- **SELECTED EXCERPT**:
On Tue, Sep 24, 2019 at 5:26 PM Sober Liu <sob...@nvidia.com> wrote:

For gcc supports, what’s the target here? I think currently only “inline assembly” + “assembler option forwarding” are supported.


I believe the GCC support Jim's referring to is an intrinsics programming model.

There is also broad desire for an autovectorizer for RVV,

speaking to jacob (who is travelling at the moment) apparently robin's work in LLVM RVV is an opportunistic full-function autovectoriser, at the LLVM-IR level.  it's why i suggested the intermediary/incremental step diverting to LLVM via dragonegg.

but naturally that will be an heroic undertaking.

yehh *sigh* this is why the Khronos Group created SPIR-V in the first place, and why AMD hard-forked the entirety of LLVM.  they preserved the explicit full-functon vectorisation and predication provided by SPIR-V through to LLVM-IR, and kept those intrinsics throughout the LLVM-fork right through to the amdgpu (aka Radeon) assembly level.

- **WHAT TO DO**:
a) Answer these questions about the mailing-list excerpt on RISC-V vector compiler support, one line each.
(i) According to the opening message, which two things are currently supported for gcc?
(ii) What programming model is the GCC support said to refer to?
(iii) Which group created SPIR-V?
b) Pick up the mailing-list excerpt on RISC-V vector compiler support and write the next few sentences after its last one.

- **EXCERPTED DATA**:
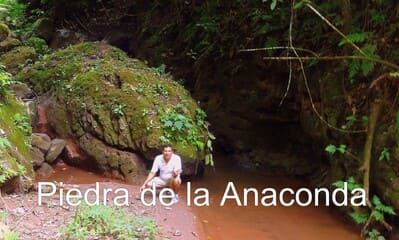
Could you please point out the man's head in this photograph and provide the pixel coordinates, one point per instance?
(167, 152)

--

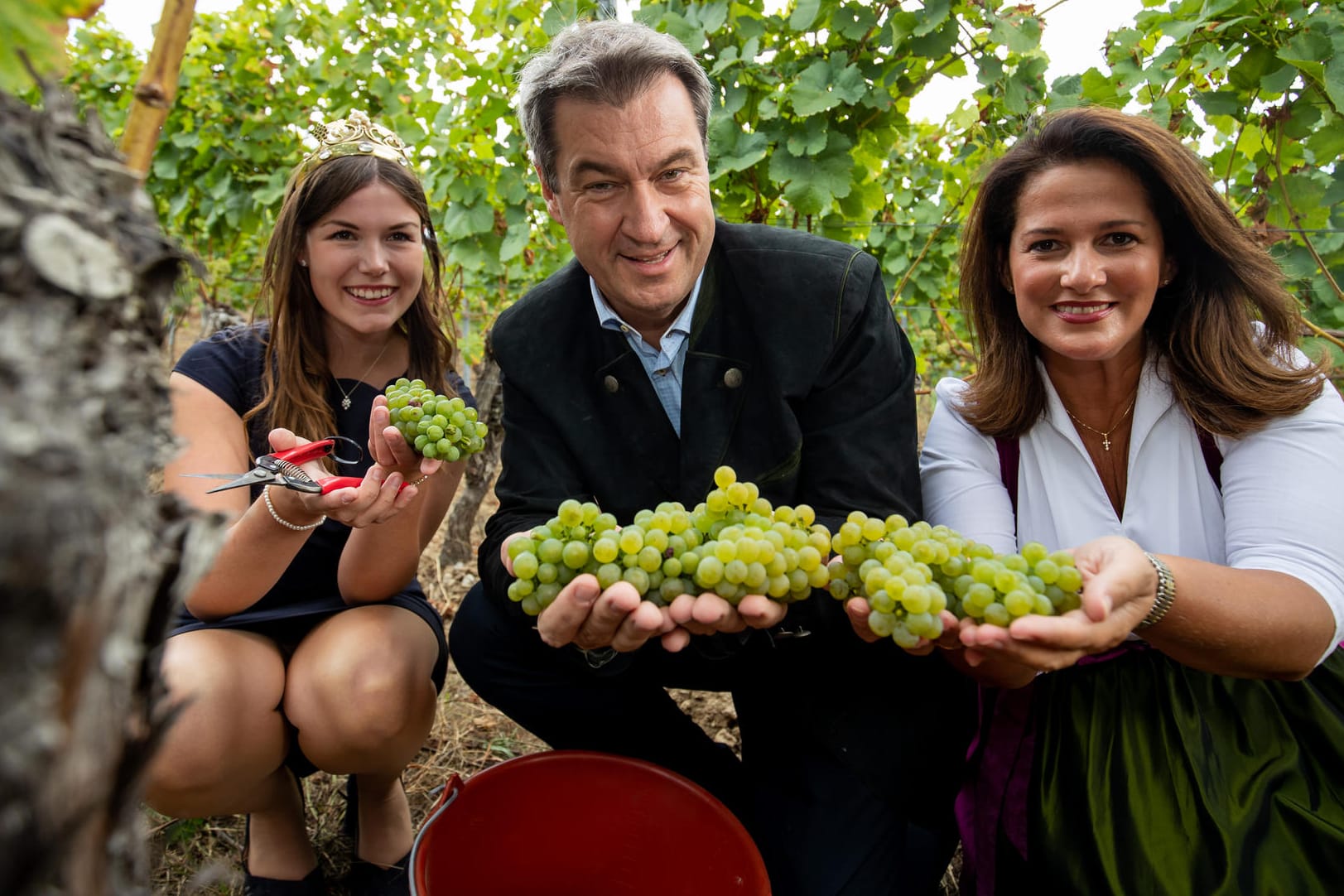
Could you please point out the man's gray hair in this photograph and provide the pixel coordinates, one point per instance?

- **ANSWER LIST**:
a)
(i) Inline assembly and assembler option forwarding.
(ii) An intrinsics programming model.
(iii) The Khronos Group.

b)
i remember also a long time ago - i tried really hard to ask the person who'd done a gcc port to a parallel vector processor to recover the *only* hard drive in the world, sitting on a shelf - they weren't able to do so.  parallel vectorisation had been added there, and damnit what they'd done has been lost.

havng explicit support for vec2, vec3 and vec4 sub-vector types (and anything else that RVV and SV support) would be a really good start, as far as "low hanging fruit" is concerned.

apparently a quick google search does show that __attribute__ ((vector_size (16)) is already supported in gcc:

and it does look like they've recognised that compatibility with OpenCL shuffle and shuffle2 is also important.

l.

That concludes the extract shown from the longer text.